__THE PROBLEM__:
Which lines in the records below contain the string "grass"? Select each of those lines and copy it out.

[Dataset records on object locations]
<<<<

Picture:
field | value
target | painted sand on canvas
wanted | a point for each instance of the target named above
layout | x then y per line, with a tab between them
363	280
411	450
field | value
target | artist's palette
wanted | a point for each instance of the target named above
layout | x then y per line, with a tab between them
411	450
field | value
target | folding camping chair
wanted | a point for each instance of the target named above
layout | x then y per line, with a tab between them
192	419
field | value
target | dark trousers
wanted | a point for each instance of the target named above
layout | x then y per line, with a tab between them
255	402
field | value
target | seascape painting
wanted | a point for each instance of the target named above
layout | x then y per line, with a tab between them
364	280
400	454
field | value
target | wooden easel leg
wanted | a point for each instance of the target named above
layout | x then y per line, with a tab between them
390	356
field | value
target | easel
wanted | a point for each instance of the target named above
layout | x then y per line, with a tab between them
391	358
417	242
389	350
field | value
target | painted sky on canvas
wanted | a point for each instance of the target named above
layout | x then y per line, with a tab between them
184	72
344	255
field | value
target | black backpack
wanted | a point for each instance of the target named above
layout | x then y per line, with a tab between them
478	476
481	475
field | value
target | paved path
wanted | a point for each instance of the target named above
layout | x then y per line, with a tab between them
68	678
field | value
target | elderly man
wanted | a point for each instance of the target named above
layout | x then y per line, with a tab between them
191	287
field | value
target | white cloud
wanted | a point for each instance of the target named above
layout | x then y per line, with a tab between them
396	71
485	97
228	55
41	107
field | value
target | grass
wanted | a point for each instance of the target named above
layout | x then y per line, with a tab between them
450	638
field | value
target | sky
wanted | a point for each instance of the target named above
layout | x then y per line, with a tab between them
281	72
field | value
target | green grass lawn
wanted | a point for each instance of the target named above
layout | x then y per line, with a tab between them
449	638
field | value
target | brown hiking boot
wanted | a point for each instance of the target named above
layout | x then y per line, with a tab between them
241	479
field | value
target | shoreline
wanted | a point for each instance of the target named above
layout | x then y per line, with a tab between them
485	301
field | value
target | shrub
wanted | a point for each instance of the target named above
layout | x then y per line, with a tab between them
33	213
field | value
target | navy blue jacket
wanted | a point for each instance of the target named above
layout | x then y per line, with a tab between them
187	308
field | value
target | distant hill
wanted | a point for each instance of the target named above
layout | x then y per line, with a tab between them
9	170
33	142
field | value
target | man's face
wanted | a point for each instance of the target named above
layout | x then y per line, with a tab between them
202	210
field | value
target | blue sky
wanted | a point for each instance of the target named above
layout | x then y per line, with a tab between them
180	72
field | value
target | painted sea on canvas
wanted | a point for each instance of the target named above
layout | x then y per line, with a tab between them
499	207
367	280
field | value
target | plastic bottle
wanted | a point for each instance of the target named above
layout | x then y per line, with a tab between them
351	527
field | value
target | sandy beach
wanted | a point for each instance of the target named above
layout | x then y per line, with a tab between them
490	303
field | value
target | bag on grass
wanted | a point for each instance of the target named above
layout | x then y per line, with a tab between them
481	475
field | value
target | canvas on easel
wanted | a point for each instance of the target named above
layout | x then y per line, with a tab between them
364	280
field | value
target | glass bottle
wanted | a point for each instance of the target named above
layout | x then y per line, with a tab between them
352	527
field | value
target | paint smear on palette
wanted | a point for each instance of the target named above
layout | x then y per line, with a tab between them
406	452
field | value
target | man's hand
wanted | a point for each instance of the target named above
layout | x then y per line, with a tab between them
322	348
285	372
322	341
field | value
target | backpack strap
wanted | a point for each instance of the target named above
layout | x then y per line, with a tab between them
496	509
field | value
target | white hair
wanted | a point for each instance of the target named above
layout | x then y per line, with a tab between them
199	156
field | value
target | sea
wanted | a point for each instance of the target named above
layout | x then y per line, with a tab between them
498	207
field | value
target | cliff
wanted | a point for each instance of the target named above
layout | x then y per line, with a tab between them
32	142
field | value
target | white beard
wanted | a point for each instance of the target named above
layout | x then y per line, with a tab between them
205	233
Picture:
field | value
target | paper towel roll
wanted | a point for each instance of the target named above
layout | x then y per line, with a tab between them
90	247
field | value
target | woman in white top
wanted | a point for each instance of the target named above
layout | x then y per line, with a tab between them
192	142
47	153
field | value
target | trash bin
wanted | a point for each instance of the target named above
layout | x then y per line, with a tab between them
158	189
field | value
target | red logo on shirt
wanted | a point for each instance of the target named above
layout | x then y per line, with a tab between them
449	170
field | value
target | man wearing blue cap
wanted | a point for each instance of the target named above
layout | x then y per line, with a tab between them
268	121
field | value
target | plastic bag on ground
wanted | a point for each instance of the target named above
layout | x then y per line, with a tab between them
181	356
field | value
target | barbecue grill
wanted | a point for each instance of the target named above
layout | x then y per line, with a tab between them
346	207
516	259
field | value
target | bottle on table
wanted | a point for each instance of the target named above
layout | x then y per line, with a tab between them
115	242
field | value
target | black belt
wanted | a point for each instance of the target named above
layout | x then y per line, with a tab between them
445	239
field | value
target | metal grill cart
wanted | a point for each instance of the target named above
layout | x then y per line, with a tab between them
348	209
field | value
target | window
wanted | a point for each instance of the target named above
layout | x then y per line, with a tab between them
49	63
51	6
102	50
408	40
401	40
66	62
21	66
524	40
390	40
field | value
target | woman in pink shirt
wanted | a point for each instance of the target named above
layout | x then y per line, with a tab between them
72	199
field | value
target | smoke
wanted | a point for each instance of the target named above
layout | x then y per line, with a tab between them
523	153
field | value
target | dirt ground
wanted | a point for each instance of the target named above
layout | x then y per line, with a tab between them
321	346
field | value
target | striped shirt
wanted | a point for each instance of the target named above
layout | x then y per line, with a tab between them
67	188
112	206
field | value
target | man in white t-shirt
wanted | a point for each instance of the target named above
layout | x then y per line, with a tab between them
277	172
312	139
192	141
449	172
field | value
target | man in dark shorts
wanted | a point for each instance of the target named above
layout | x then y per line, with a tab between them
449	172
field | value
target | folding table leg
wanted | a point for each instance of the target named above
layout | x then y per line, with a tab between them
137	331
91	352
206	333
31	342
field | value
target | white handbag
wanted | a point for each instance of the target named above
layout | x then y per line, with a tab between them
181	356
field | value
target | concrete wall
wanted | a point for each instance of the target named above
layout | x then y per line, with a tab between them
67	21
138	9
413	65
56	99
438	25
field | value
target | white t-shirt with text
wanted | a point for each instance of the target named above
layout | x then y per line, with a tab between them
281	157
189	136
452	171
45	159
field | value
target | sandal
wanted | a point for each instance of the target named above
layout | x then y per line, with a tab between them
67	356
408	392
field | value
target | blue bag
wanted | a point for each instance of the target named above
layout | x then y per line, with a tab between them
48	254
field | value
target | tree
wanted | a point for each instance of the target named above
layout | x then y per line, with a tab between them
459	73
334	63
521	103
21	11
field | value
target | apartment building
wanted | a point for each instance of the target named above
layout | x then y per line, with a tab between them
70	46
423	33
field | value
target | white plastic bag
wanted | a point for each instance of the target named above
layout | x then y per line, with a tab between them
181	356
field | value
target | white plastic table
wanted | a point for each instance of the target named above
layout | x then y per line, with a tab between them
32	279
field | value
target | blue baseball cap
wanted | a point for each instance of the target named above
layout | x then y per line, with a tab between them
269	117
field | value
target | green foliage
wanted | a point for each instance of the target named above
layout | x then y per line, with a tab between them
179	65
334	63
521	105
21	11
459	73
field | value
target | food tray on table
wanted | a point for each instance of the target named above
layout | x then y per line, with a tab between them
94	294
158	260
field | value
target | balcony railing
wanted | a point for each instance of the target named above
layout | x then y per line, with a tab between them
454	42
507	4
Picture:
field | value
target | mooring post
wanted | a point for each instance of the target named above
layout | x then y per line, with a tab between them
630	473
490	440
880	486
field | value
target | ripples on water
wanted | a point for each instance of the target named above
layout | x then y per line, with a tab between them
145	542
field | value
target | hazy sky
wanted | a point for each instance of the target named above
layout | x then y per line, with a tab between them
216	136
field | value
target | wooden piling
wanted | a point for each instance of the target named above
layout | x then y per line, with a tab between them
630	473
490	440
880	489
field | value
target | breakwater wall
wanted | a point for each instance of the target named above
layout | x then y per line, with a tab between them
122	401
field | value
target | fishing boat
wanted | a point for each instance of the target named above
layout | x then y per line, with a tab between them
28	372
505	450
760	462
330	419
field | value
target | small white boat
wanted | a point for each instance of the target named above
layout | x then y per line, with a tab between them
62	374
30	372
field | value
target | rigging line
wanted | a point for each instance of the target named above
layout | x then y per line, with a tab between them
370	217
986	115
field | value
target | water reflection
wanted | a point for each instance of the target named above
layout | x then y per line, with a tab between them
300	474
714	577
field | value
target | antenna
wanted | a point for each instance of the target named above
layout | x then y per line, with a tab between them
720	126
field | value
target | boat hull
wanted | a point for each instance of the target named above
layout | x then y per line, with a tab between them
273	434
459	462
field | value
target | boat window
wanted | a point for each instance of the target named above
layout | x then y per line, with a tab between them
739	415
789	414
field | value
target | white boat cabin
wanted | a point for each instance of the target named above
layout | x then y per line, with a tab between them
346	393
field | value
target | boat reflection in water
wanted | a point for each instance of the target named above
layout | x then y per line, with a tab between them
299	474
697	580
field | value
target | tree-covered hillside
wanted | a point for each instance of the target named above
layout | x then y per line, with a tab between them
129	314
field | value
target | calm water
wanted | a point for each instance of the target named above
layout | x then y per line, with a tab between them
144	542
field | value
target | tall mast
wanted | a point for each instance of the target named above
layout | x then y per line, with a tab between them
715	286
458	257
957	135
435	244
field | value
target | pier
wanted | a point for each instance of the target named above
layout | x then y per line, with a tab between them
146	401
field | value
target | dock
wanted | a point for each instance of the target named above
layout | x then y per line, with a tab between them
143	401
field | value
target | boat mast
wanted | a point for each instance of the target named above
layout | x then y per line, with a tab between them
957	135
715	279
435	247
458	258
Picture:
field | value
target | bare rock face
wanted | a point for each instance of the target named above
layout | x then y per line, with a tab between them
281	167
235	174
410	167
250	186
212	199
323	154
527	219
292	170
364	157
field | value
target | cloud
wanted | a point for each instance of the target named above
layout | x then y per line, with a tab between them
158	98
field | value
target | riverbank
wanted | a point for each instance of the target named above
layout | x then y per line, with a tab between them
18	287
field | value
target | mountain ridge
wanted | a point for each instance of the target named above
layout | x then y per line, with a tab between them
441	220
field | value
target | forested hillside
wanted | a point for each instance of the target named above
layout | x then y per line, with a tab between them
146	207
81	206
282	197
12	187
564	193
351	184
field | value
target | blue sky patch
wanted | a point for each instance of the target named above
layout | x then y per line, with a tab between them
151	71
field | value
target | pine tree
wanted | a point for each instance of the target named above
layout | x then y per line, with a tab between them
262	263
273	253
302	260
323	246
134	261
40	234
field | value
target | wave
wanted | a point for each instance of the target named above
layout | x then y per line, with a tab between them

>>>>

__RESULT OF THE TASK__:
target | grass
target | green grass lawn
target | bag on grass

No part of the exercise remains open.